Page text —
>> start
The net energy system has the potential to overcome this problem, but its implementation has been hampered by the highly tedious and very expensive way net energy is determined using calorimetry. Today, as food security has become one of the most important issues in the world, it is also clear that food must be produced efficiently, with as small an environmental footprint as possible, argues Professor Choct. Furthermore, ethical issues surrounding food production are attracting more attention and, consequently, closer attention is required for the integrity and traceability of the product in regards to production systems and animal welfare.
Net energy systems for feed formulation have been talked about over the last five decades or more, but there is now a tremendous momentum to revisit the net energy system in order to achieve commercial advantage for the poultry industry in feed formulation. A mere 10 grams of feed saved per kilo of live growth in chickens means over Aus$4 million to the Australian chicken meat industry. If similar savings were achieved globally, it could be as much as Aus$400 million per annum.
The economic, social and environmental benefits of a net energy system are manifold, including improved FCR due to a more predictable ratio between dietary energy and key nutrients, the CRC believes.
However, there have been studies questioning whether a net energy system will yield any positive results for the industry as well as numerous challenges requiring meticulous basic work in order to establish a meaningful net energy system that has sufficient accuracy and takes into account all the possible variables in determining the net energy value of feed.
>> end
Collected data entries —
>> start
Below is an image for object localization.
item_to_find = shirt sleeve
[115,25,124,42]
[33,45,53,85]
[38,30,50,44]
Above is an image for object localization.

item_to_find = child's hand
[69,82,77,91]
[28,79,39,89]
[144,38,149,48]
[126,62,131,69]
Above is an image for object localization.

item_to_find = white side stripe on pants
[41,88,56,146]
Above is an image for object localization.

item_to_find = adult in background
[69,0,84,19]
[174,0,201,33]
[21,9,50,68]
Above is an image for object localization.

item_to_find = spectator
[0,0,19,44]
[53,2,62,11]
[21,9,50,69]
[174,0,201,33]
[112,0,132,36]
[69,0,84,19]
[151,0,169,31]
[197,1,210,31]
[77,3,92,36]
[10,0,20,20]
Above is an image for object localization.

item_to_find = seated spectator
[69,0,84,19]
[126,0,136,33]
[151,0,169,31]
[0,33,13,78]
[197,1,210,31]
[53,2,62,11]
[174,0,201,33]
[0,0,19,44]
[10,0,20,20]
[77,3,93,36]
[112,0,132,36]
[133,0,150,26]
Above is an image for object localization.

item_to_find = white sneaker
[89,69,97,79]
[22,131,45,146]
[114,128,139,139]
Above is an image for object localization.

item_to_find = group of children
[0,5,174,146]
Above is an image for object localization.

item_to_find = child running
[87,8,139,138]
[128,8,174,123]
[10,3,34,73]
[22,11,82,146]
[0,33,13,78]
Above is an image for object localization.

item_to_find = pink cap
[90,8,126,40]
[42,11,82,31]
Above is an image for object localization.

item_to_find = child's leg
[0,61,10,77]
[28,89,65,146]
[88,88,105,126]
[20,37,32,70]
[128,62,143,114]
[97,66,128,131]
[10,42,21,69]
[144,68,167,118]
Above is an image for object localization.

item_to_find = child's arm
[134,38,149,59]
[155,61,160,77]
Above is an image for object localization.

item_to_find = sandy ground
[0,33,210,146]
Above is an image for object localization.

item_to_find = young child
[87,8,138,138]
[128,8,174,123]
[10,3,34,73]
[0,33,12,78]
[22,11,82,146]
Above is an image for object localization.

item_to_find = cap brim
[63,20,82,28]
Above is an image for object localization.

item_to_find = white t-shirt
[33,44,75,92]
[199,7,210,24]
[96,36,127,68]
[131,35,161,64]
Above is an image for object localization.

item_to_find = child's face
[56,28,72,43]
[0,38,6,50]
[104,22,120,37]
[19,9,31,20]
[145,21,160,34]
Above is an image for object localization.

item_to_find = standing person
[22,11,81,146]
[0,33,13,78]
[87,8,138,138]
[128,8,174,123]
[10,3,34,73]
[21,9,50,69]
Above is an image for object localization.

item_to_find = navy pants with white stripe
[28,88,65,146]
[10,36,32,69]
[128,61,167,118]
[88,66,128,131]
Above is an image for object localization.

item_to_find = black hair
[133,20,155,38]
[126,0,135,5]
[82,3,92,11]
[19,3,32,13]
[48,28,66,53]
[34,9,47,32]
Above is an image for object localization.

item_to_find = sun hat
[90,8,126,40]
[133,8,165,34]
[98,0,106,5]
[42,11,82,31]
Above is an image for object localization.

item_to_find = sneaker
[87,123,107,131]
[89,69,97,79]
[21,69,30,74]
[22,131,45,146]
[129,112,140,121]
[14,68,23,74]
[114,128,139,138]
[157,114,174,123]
>> end
Exercise set —
(A) Turn the rows into a numbered list, starting from the first row and running through the line that holds "[41,88,56,146]", both ends included. Leave out the blank lines.
(B) Pick up the passage on net energy systems for poultry feed right after its final sentence and keep writing.

Answers to the tasks —
(A)
1. Below is an image for object localization.
2. item_to_find = shirt sleeve
3. [115,25,124,42]
4. [33,45,53,85]
5. [38,30,50,44]
6. Above is an image for object localization.
7. item_to_find = child's hand
8. [69,82,77,91]
9. [28,79,39,89]
10. [144,38,149,48]
11. [126,62,131,69]
12. Above is an image for object localization.
13. item_to_find = white side stripe on pants
14. [41,88,56,146]

(B)
Values differ widely between feed ingredients for poultry, such as maize and barley, even though nutritionists are formulating the diet to identical AME values. More importantly, there is a significant difference in the nutritive value between varieties of the same ingredient, such as wheat, which is difficult to consider when formulating poultry diets without a rapid feed test system.
“Despite environmental conditions for chicken meat production being well-controlled, the challenge ahead is tremendous as it will be nearly impossible to measure the net energy value of all feed ingredients in different classes of chickens,” said Professor Choct.
“However, through the Poultry CRC, an Australia-wide collaborative effort is underway to set up a state of the art net energy testing facility. This, together with collaboration from experts around the world, will see a multi-pronged approach, including modeling and actual net energy measurements to establish a net energy database during the next three years.
“No one can predict how it will go, but if we do not try it, we will never know,” Professor Choct added.
“Poultry’s contribution to food security is indispensable, and any increase in feed efficiency means reduced use of resources per kilo of poultry product, which translates into less use of water and lower output of greenhouse gasses,” said Professor Choct.